* Text segment *

China’s religious groups brace for tighter scrutiny closer to home

State Council backs new rules allowing lower-level authorities to keep an eye on faith communities

Members and organisers of China’s religious communities will face closer scrutiny from lower-level governments and hefty fines for unsanctioned activities with ramped-up regulations to come into effect early next year.

The government will also tighten up control over religious activities in schools, religious postings online, and trips overseas for religious training.

After a delay of more than a year, the State Council, China’s cabinet, endorsed revisions to the 2005 Regulation on Religious Affairs on Thursday, ushering in sweeping controls designed to “eradicate extremism”.

The changes apply across the spectrum, from Christianity to Buddhism and Islam, and come amid a high-profile push to “sinocise” foreign religious traditions in China.

While the regulation applies to all religions, it is expected to hit the burgeoning unsanctioned Protestant “house” churches hardest when it comes into effect in February.

Professor Yang Fengguang from Purdue University said the changes would affect all religions but the house churches “are the big elephant in the room”.

Some parts of the country such as Zhejiang have been more tolerant of churches. Photo: AP

“The hardliners won. The final version looks more restrictive than the revised draft that was released for public feedback,” said Yang, who estimates there are at least 93 million Protestants in China.

The release last year of draft amendments stipulating that organisers of unapproved religious activities in China would face fines of up to 300,000 yuan (US$46,000) drew strong opposition from China’s religious bodies, especially from the house churches. Previously organisers of such unapproved religious events had been subject to fines of up to three times the cost of the activities.

But on Thursday, the State Council endorsed the penalties, adding that anybody providing a venue for an “illegal religious event” will face a fine of between 20,000 yuan and 200,000 yuan. Licences could also be revoked if education facilities are used to for religious activities outside sanctioned religious schools.

The Protestant house church movement has thrived in the last two decades, particularly in rural areas, as the government has turned something of a blind eye to their activities, but Beijing has been stepped up control in the past five years under President Xi Jinping.

In addition to the fines, the revised regulation expands the role of county, township and village governments in controlling religious activities. In the past, only religious affairs administrations and some units in the United Front Work Department were responsible for unsanctioned religious groups, Yang said.

“The ordinance carries a new additional clause clearly stating that grass-roots governments down to the level of the township are allowed to implement the regulation. This clearly shows controls are being stepped up but there is still a question over how feasible it is to implement at that level,” he said.

Imam An Jianlong, of the official Nanjing Islamic Association, said he welcomed the changes because they would regulate “the messy grass-root religious activities”.

But he expressed concerns over excessive application of the rules by lower-level authorities.

* Tasks to perform *
**1)** Answer these questions about the article on China's revised religious regulations:
(a) What fine will anyone providing a venue for an "illegal religious event" face?
(b) At which university does Professor Yang Fengguang work?
(c) How many Protestants does Yang estimate there are in China?
**2)** Can you write the next few sentences of the article on China's revised religious regulations, starting after its final sentence?
The records that follow come from a separate source and are unrelated to the article.

* Extracted material *
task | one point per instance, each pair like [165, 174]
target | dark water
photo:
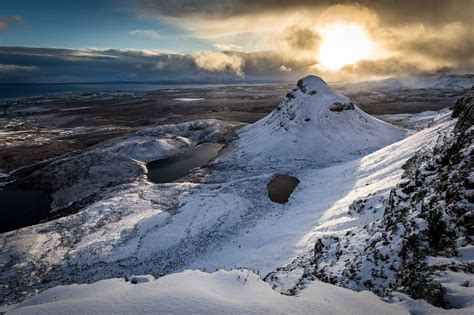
[28, 90]
[22, 208]
[281, 187]
[175, 167]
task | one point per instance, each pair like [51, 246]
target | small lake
[22, 208]
[175, 167]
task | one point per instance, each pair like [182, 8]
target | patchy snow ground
[225, 221]
[222, 292]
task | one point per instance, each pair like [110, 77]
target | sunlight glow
[344, 44]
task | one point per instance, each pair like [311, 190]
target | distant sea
[28, 90]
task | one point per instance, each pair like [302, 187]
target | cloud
[220, 62]
[155, 34]
[285, 68]
[301, 38]
[16, 68]
[391, 12]
[435, 34]
[6, 20]
[228, 47]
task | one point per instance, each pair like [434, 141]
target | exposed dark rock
[339, 107]
[429, 213]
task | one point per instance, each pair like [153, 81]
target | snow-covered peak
[313, 85]
[314, 124]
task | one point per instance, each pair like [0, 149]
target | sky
[232, 40]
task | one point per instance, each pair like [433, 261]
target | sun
[343, 44]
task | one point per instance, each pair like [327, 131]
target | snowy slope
[222, 292]
[314, 125]
[227, 220]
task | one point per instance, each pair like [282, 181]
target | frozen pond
[175, 167]
[22, 208]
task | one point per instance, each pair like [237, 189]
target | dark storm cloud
[6, 20]
[50, 65]
[391, 11]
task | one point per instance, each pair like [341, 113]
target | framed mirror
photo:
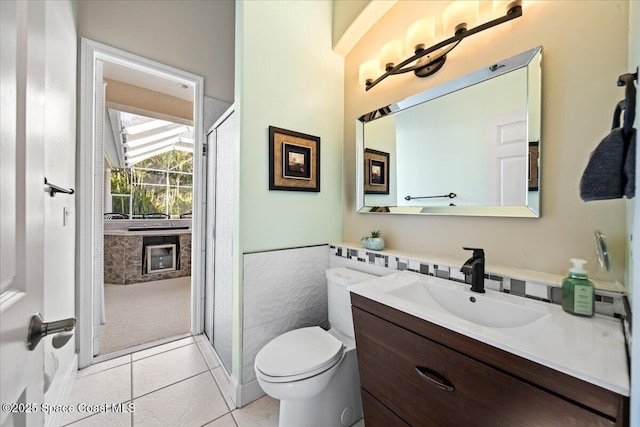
[468, 147]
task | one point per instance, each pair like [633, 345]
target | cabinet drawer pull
[435, 378]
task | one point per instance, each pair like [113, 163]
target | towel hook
[53, 189]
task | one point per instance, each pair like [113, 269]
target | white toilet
[313, 372]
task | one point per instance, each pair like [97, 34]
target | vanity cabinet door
[428, 384]
[379, 415]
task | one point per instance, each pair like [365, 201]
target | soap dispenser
[578, 293]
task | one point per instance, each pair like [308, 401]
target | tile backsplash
[541, 287]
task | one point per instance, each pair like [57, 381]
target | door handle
[435, 378]
[39, 329]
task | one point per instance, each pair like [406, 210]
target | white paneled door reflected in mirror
[468, 147]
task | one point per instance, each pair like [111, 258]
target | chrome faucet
[474, 267]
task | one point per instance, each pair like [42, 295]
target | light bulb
[460, 16]
[501, 7]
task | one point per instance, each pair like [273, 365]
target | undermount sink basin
[494, 311]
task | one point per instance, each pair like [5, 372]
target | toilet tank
[339, 301]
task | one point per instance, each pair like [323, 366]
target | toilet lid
[301, 351]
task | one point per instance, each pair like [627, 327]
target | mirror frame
[531, 57]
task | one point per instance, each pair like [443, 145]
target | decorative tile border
[607, 303]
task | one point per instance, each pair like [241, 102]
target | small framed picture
[294, 161]
[376, 172]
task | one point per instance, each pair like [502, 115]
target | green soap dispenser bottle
[578, 293]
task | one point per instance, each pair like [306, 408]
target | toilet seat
[298, 354]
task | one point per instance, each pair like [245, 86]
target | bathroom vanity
[422, 366]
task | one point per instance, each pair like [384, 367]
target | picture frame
[294, 160]
[376, 172]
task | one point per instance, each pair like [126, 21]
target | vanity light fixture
[458, 18]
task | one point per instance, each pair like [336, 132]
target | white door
[22, 196]
[219, 242]
[506, 160]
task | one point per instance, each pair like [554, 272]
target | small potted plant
[374, 241]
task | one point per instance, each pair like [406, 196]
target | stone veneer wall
[123, 260]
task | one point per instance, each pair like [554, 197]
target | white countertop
[499, 270]
[149, 232]
[591, 349]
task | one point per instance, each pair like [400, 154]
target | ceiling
[147, 80]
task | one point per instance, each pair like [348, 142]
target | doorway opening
[142, 183]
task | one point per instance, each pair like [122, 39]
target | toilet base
[338, 405]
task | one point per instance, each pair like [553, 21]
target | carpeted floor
[145, 312]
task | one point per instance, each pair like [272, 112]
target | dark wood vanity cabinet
[416, 373]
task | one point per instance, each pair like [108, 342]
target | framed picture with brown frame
[294, 160]
[376, 172]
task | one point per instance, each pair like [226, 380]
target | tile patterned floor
[176, 384]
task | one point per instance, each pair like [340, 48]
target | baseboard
[246, 393]
[60, 391]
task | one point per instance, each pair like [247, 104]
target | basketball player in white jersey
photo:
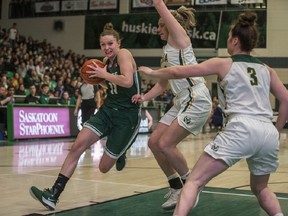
[192, 105]
[249, 133]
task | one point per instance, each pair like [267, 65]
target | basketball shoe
[121, 162]
[46, 197]
[172, 197]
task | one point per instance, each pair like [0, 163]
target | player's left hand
[145, 70]
[97, 71]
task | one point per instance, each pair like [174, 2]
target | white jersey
[172, 56]
[251, 80]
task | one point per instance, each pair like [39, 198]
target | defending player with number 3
[249, 133]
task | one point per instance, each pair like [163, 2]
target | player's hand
[137, 98]
[97, 71]
[145, 70]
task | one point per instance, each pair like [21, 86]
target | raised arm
[177, 34]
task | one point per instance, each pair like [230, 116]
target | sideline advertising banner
[33, 121]
[75, 5]
[47, 6]
[140, 30]
[100, 4]
[210, 2]
[245, 1]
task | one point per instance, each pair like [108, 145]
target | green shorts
[120, 126]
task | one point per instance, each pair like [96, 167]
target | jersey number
[253, 77]
[113, 88]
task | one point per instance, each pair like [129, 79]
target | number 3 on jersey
[113, 88]
[253, 76]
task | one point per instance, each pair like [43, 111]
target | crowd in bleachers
[26, 61]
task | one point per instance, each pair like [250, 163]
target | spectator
[44, 96]
[31, 98]
[4, 97]
[20, 90]
[13, 32]
[65, 99]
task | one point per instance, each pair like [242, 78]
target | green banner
[140, 30]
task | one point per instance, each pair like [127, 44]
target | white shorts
[246, 137]
[192, 108]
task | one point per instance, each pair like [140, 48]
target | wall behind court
[72, 37]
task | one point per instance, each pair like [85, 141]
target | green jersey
[119, 97]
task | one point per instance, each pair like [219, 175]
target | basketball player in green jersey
[118, 118]
[249, 133]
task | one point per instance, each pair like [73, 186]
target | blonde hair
[109, 30]
[245, 28]
[185, 16]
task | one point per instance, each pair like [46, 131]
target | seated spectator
[10, 94]
[20, 90]
[74, 96]
[65, 99]
[44, 96]
[32, 98]
[4, 97]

* Results by task *
**1)**
(a) A fine of between 20,000 yuan and 200,000 yuan.
(b) Purdue University.
(c) At least 93 million.

**2)**
This picture taken on June 26, 2017 shows police patrolling as Muslims leave the Id Kah Mosque after the morning prayer on Eid al-Fitr in the old town of Kashgar in China's Xinjiang Uighur Autonomous Region. The increasingly strict curbs imposed on the mostly Muslim Uighur population have stifled life in the tense Xinjiang region, where beards are partially banned and no one is allowed to pray in public. Beijing says the restrictions and heavy police presence seek to control the spread of Islamic extremism and separatist movements, but analysts warn that Xinjiang is becoming an open air prison. / AFP PHOTO / Johannes EISELE / TO GO WITH China-religion-politics, FOCUS by Ben Dooley

A Guangzhou-based Christian said it would be worrying if the authority extended down to such a level. “We are exposed to them while they operate in the dark so there is only so much we can do,” she said.

State-run Xinhua said the changes were to counter problems in religion at home and abroad.

“The ordinance further regulates religious affairs management by protecting the sanctioned, curbing the illegal and extreme, fighting infiltrations and cracking down on criminals. [It will] also strengthen monitoring over religious property, regulate religious information on the internet while spelling out legal liabilities,” Xinhua said.

The amendments are also an attempt to tackle security concerns, with a clause stating that “organisations or individuals are not allowed to create conflicts between different religions, within a religion or between believers and non-believers”. It also said any kind of support for extremism or use of religion to carry out terrorist or separatist activities was banned.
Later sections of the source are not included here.